• _FRAGMENTO PROPORCIONADO_
━━━━━━━━━━━━━━━━━━━━

El domador sin látigo

No me extrañaría que Iván Redondo tuviera enmarcada en algún lugar de su despacho la frase con la que Christopher Clark introduce y justifica su formidable ensayo sobre cuatro etapas clave de la historia política alemana: “Al igual que la gravedad curva la luz, el poder curva el tiempo”.

La tesis que desarrolla en Tiempo y Poder, publicada hace unos meses por Galaxia Gutenberg, es que el tiempo histórico no es tanto el ámbito en el que suceden los acontecimientos, sino la combinación subjetiva entre pasado, presente y futuro que cada gobernante intenta transmitir a sus contemporáneos.

Eso mismo podría decirse de cada autor o lector. De hecho, hacía años que no me topaba con una mejor explicación del espíritu de la Transición, como esta descripción de Clark de la larga era de Federico Guillermo de Prusia, conocido como el Gran Elector, en pleno siglo XVII: “El reinado del Elector se caracterizó por la conciencia del presente como un inestable umbral entre un pasado catastrófico y un futuro incierto, donde una de las principales preocupaciones del Soberano era liberar al Estado de los enredos de la tradición, para poder elegir libremente entre distintos futuros posibles”.

El domador sin látigoLo "catastrófico" era el guerracivilismo y Adolfo Suárez mostró, con su propio sacrificio, hasta qué punto era “inestable” aquel “umbral”. Pero, antes de caer, logró liberarnos lo suficiente de los “enredos de la tradición”, como para que, en efecto, eligiéramos, libre y sucesivamente, entre dos “futuros distintos”, ambos "posibles", en tanto que incluyentes y centrípetos.

━━━━━━━━━━━━━━━━━━━━

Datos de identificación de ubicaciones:
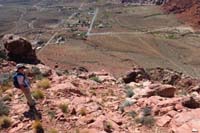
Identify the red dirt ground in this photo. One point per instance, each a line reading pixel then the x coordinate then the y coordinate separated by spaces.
pixel 187 10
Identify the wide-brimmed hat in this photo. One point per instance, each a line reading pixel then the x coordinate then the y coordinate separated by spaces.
pixel 19 66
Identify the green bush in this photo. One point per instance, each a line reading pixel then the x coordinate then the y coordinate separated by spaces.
pixel 3 54
pixel 129 92
pixel 4 110
pixel 148 121
pixel 37 126
pixel 64 107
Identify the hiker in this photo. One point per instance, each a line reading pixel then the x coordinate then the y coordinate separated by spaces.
pixel 21 82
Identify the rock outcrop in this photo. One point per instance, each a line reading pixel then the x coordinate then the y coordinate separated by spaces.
pixel 19 49
pixel 99 102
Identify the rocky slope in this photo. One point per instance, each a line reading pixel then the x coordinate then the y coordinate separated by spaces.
pixel 188 10
pixel 156 100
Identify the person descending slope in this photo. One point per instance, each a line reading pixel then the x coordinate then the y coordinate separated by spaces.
pixel 21 82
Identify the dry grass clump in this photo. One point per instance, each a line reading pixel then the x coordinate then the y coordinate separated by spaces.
pixel 44 83
pixel 5 122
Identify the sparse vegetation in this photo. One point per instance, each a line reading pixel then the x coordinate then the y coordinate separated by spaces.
pixel 64 107
pixel 44 83
pixel 148 121
pixel 6 98
pixel 126 103
pixel 83 111
pixel 129 92
pixel 107 126
pixel 5 122
pixel 2 54
pixel 96 79
pixel 133 114
pixel 171 36
pixel 38 94
pixel 37 127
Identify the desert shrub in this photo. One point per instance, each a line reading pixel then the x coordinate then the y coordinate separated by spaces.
pixel 129 92
pixel 5 122
pixel 6 98
pixel 44 83
pixel 37 127
pixel 3 54
pixel 96 79
pixel 64 107
pixel 38 94
pixel 107 126
pixel 146 111
pixel 148 121
pixel 5 81
pixel 53 131
pixel 83 111
pixel 4 110
pixel 126 103
pixel 51 114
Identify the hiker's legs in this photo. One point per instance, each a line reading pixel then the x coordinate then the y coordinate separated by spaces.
pixel 28 96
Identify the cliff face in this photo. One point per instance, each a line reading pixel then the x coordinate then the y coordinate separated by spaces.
pixel 187 10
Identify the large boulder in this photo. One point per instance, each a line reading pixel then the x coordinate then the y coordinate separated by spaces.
pixel 19 49
pixel 135 75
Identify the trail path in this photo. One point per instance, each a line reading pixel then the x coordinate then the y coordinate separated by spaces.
pixel 54 35
pixel 93 20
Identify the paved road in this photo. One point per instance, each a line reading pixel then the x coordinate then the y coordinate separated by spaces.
pixel 54 35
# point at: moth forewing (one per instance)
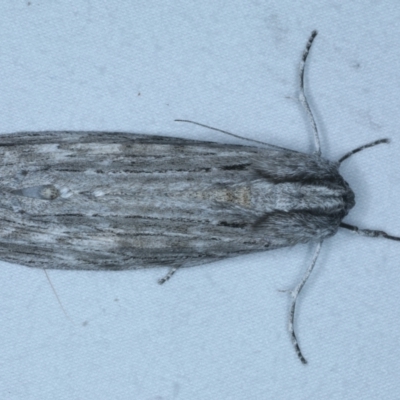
(114, 201)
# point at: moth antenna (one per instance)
(368, 232)
(168, 276)
(230, 134)
(295, 293)
(302, 95)
(55, 294)
(365, 146)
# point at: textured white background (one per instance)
(218, 331)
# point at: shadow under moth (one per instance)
(114, 201)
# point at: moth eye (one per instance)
(43, 192)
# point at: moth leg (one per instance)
(168, 276)
(302, 95)
(368, 232)
(295, 293)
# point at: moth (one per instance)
(115, 201)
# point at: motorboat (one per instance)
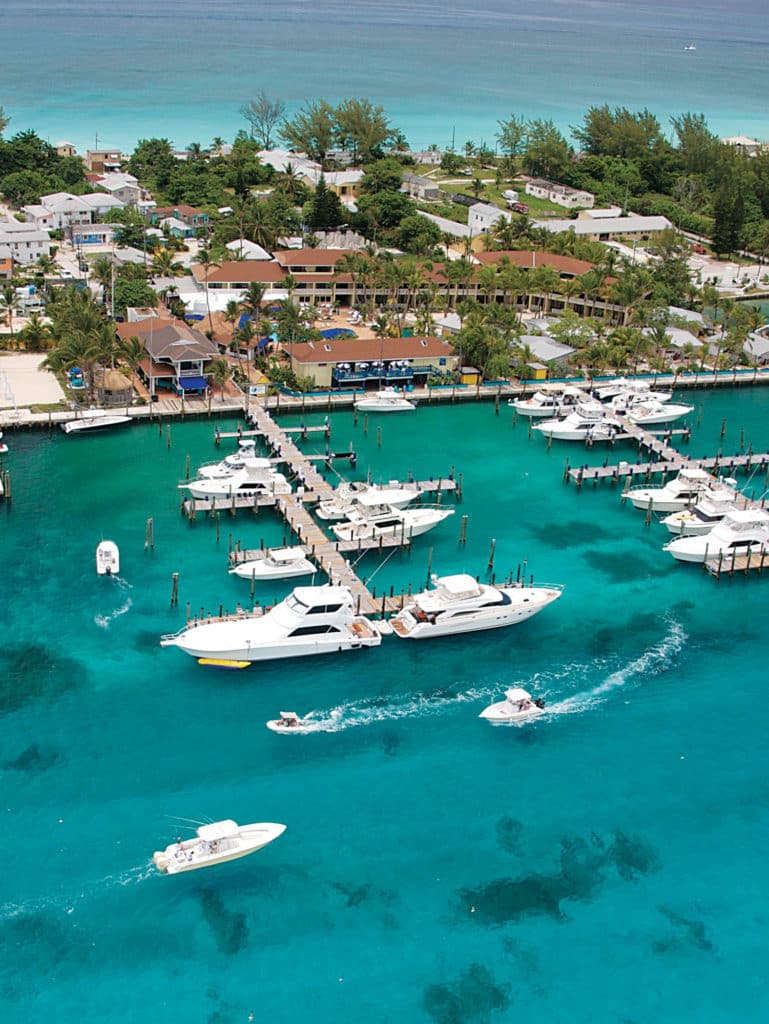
(256, 478)
(108, 558)
(389, 399)
(350, 496)
(588, 422)
(546, 402)
(94, 419)
(309, 621)
(461, 604)
(231, 463)
(385, 521)
(646, 414)
(290, 724)
(684, 489)
(741, 531)
(275, 563)
(711, 508)
(518, 707)
(215, 844)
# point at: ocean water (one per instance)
(605, 863)
(110, 73)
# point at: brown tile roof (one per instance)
(358, 349)
(529, 260)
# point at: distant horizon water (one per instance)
(440, 71)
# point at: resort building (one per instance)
(343, 363)
(560, 195)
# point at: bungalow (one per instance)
(357, 363)
(176, 354)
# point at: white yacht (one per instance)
(589, 421)
(347, 497)
(215, 844)
(257, 477)
(389, 399)
(684, 489)
(711, 508)
(309, 621)
(94, 419)
(108, 558)
(546, 402)
(518, 706)
(461, 604)
(275, 563)
(739, 532)
(228, 465)
(385, 521)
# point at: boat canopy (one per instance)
(219, 829)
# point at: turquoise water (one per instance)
(85, 71)
(606, 863)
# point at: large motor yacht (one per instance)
(739, 532)
(389, 399)
(461, 604)
(385, 521)
(684, 489)
(349, 497)
(589, 421)
(215, 844)
(309, 621)
(255, 478)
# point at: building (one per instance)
(357, 363)
(560, 195)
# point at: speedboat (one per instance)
(461, 604)
(739, 532)
(215, 844)
(255, 478)
(228, 465)
(94, 419)
(389, 399)
(289, 724)
(684, 489)
(385, 521)
(589, 421)
(546, 402)
(108, 558)
(309, 621)
(710, 510)
(275, 563)
(517, 707)
(350, 496)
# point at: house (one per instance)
(26, 243)
(176, 354)
(560, 195)
(357, 363)
(420, 187)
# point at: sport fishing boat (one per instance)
(228, 465)
(309, 621)
(546, 402)
(589, 421)
(94, 419)
(684, 489)
(348, 497)
(385, 521)
(108, 558)
(275, 563)
(741, 531)
(215, 844)
(389, 399)
(461, 604)
(255, 479)
(517, 707)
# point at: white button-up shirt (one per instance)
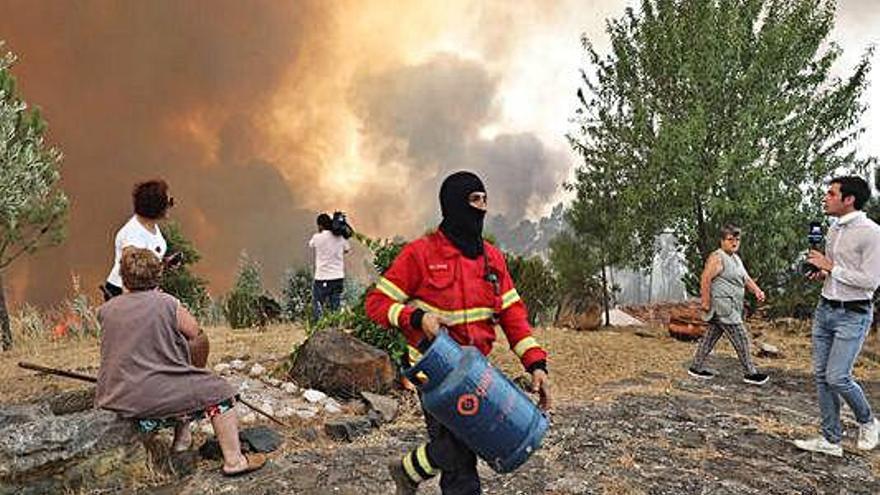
(854, 249)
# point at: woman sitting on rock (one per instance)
(152, 364)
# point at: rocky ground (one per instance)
(718, 437)
(628, 420)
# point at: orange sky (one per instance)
(262, 113)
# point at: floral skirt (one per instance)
(151, 425)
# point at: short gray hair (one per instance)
(729, 230)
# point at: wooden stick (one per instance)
(91, 379)
(52, 371)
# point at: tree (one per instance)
(33, 209)
(179, 281)
(713, 111)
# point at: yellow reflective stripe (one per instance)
(422, 459)
(389, 289)
(410, 469)
(459, 316)
(394, 313)
(414, 354)
(509, 298)
(524, 345)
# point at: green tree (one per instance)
(178, 280)
(711, 111)
(33, 209)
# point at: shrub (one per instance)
(191, 290)
(242, 305)
(296, 295)
(536, 285)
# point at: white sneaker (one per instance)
(869, 434)
(820, 445)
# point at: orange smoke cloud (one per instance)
(262, 113)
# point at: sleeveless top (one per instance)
(728, 290)
(146, 370)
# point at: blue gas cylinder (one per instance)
(478, 403)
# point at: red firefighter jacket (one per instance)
(431, 274)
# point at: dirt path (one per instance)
(721, 437)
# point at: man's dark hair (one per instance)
(729, 229)
(325, 222)
(851, 185)
(151, 199)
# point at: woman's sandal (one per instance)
(255, 462)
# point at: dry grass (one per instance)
(581, 363)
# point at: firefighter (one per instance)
(452, 278)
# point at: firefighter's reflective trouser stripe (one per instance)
(447, 455)
(417, 465)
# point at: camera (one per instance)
(816, 240)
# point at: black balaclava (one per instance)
(462, 223)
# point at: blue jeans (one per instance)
(838, 335)
(326, 295)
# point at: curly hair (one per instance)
(140, 269)
(150, 199)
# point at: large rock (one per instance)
(339, 364)
(385, 407)
(44, 453)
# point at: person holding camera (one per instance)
(850, 268)
(151, 202)
(330, 245)
(722, 291)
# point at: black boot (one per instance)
(405, 485)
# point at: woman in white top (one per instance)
(329, 267)
(151, 202)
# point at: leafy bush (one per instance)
(178, 281)
(354, 317)
(536, 285)
(296, 295)
(796, 297)
(242, 305)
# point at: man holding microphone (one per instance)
(851, 272)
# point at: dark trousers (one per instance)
(326, 296)
(456, 462)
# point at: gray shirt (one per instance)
(146, 369)
(854, 248)
(728, 290)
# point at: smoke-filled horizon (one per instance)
(262, 114)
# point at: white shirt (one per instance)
(328, 255)
(854, 249)
(133, 233)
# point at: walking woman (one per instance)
(722, 291)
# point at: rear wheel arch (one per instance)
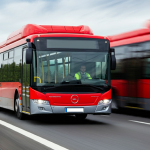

━━━━━━━━━━━━━━━━━━━━

• _OBJETIVO DE LA TAREA_
Explica, según el fragmento proporcionado, por qué se califican de "posibles" los dos futuros entre los que se eligió y qué hizo que esa elección fuera posible.

• _RESPUESTA_
Ambos futuros eran "posibles" en tanto que eran incluyentes y centrípetos. La elección fue posible porque, antes de caer, Adolfo Suárez logró liberarnos lo suficiente de los "enredos de la tradición".